DO THIS:
Display each line of the data below that contains the string "Query", copying every such line in full.

==== MATERIAL SHOWN

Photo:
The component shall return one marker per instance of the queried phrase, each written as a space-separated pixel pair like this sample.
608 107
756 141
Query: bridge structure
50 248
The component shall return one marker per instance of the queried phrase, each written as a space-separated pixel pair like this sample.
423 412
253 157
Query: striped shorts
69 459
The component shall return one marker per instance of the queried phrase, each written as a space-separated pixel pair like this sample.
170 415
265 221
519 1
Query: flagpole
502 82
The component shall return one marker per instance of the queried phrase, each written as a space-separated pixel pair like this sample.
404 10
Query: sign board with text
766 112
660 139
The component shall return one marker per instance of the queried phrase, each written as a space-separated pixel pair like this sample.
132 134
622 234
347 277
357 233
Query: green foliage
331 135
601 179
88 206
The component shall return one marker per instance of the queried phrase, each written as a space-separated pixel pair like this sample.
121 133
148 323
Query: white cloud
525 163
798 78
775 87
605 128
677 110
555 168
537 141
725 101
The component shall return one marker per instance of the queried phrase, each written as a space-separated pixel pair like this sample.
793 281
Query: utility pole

========
==== MATERIAL SHOWN

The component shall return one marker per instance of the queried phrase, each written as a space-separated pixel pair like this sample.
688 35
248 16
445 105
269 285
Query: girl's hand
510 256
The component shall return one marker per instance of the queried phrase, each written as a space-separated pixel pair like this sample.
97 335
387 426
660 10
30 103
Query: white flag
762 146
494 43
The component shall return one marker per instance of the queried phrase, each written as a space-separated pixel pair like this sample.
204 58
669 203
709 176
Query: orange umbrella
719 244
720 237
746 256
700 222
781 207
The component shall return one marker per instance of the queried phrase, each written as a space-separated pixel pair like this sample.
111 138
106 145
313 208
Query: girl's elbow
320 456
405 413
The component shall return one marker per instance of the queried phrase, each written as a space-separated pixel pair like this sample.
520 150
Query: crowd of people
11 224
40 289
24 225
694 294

========

EXERCISE ANSWER:
Query: bridge structure
Query: striped shorts
Query: flagpole
Query: sign board with text
Query: green foliage
Query: white cloud
Query: utility pole
Query: girl's hand
Query: white flag
Query: orange umbrella
Query: girl's elbow
Query: crowd of people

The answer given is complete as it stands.